**GIVEN TASK 1**
In the photography glossary, what other name is given for burning-in?

**TEXT EXCERPT**
A Glossary of Photographic Terms

These are common vocabulary terms that all photographers know. Many of these you will already know. Learn the ones that you don't.

Adjustable camera - A camera with manually adjustable distance settings, lens opening, and/or shutter speeds. 

Adjustable-focus lens - A lens that has adjustable distance settings.

Aesthetic - A system of criteria used for evaluating works of art. Criteria may be visual, moral, social, or any combination of these. The term may also refer to the quality of beauty that defines or is perceived in a work of art.

Angle of view - The portion of a scene that is covered through a camera lens. The width of this wedge-shaped portion is determined by the focal length of the lens. A wide-angle (short-focal-length) lens includes more of the scene—a wider angle of view--than does a normal (normal-focal-length) or telephoto (long-focal-length) lens.

Aperture - Lens opening. The opening in a lens system through which light passes. The size of aperture is either fixed or adjustable. Lens openings are usually calibrated in f-numbers.

Aperture priority - A camera feature that lets you select the desired aperture, and the camera sets the shutter speed for proper exposure. When you change the aperture or when the light level changes, the shutter speed changes accordingly.

Autofocus - The camera focuses automatically on the subject in the center of the viewfinder when you press the shutter release.

Automatic camera - A camera with a built-in exposure meter that automatically adjusts the lens opening, shutter speed, or both, for proper exposure.

Background - The part of the scene that appears behind the principle subject of the picture.

Backlighting - Light shining on the subject from the direction opposite the camera

Balance - Placement of colors, light and dark masses, or large and small objects in a picture to create harmony and equilibrium.

Bellows - The folding portion in some cameras or enlargers that connects the lens to the camera body.

Between-the-lens shutter - A shutter whose blades operate between two elements of the lens.

Blow-up - An enlargement; a print that is made larger than the negative or slide.

Bounce lighting - Flash or tungsten light bounced off the ceiling or walls to give the effect of natural or available light.

Burning-in - Giving additional exposure to part of the image projected on an enlarger easel to make that area of the print darker. This is accomplished after the basic exposure by extending the exposure time to allow additional image-forming light to strike the areas in the print you want to darken while holding back the image-forming light from the rest of the image. Sometimes called printing-in.

Camera angles - Various positions of the camera (high, medium, or low; and left, right, or straight-on) with respect to the subject, each giving a different viewpoint or effect.

**GIVEN TASK 2**
Swap "calm sea" for "quiet sea" in the part of the listing that opens with the line containing "Each instance of the rocky" and runs through the end of the listing, and give those lines back with nothing else changed.

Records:
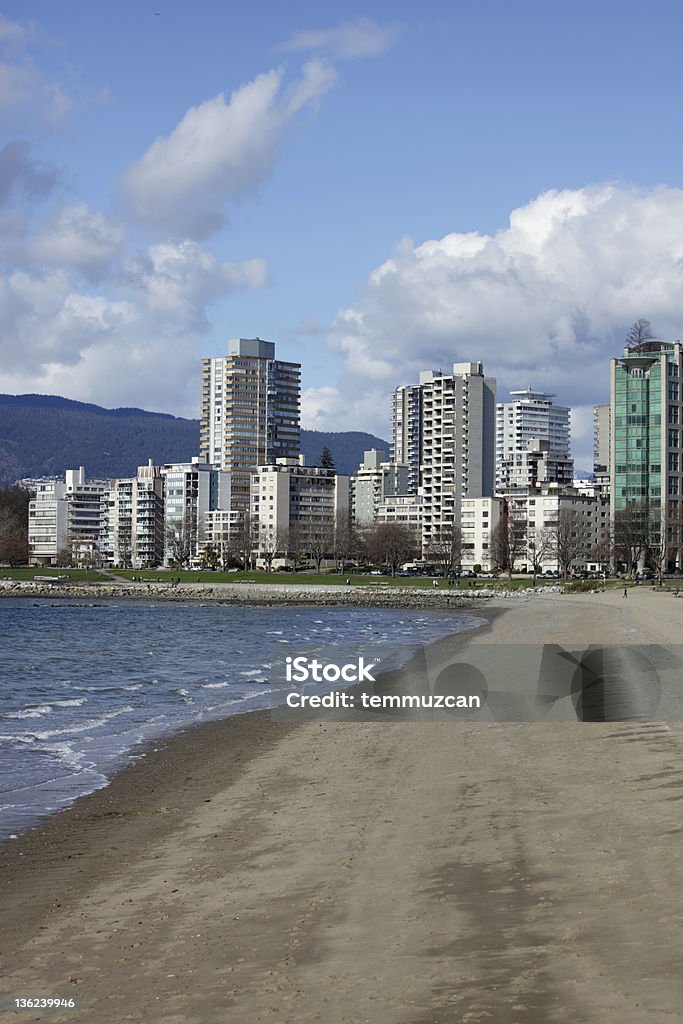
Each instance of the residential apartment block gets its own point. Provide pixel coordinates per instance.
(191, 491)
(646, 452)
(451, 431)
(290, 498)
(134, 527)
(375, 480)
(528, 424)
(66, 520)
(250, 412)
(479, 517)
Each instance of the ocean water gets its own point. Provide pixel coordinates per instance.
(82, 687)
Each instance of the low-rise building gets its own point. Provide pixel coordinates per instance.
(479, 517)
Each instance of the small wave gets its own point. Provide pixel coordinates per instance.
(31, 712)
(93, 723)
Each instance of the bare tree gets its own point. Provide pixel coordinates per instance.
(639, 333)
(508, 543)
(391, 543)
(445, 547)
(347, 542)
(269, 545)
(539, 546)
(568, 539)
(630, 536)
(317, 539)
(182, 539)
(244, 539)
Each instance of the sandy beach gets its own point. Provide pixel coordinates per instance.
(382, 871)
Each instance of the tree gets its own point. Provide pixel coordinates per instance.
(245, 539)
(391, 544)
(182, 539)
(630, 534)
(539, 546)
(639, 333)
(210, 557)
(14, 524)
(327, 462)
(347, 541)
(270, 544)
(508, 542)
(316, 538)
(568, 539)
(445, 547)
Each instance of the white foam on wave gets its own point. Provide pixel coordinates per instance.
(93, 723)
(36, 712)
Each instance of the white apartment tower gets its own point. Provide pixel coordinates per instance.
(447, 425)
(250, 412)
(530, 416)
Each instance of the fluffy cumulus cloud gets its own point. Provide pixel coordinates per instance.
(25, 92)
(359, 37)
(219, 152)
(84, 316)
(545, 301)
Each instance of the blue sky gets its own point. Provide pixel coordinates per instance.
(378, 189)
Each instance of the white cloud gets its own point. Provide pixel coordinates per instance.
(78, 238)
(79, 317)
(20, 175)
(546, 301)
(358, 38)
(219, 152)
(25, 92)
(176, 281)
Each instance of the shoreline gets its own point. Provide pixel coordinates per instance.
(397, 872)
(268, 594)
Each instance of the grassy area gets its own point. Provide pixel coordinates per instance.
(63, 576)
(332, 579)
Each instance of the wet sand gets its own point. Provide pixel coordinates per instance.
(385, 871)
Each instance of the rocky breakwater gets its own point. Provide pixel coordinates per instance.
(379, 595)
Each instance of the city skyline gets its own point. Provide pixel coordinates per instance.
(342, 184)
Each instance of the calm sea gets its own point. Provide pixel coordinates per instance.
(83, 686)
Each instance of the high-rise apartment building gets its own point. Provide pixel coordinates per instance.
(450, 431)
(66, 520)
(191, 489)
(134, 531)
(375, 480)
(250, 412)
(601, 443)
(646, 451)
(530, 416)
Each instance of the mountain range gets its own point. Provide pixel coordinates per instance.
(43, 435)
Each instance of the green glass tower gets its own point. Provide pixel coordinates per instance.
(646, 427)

**FINISHED ANSWER 1**
Printing-in.

**FINISHED ANSWER 2**
Each instance of the rocky breakwater gets its own point. Provide pixel coordinates per instance.
(379, 595)
Each instance of the city skyline gets its own point. Provide pixel coordinates per instance.
(342, 184)
Each instance of the quiet sea gets its own point. Provide pixel coordinates per instance.
(83, 686)
Each instance of the high-rise apartment building gets its own point. Provide pixel coordinates per instance.
(450, 431)
(66, 520)
(191, 489)
(134, 531)
(375, 480)
(250, 412)
(601, 443)
(646, 451)
(530, 416)
Each instance of the mountain range gets its own point. Provide pixel coordinates per instance.
(43, 435)
Each instance of the green glass tower gets its own point. Provide pixel coordinates per instance.
(646, 427)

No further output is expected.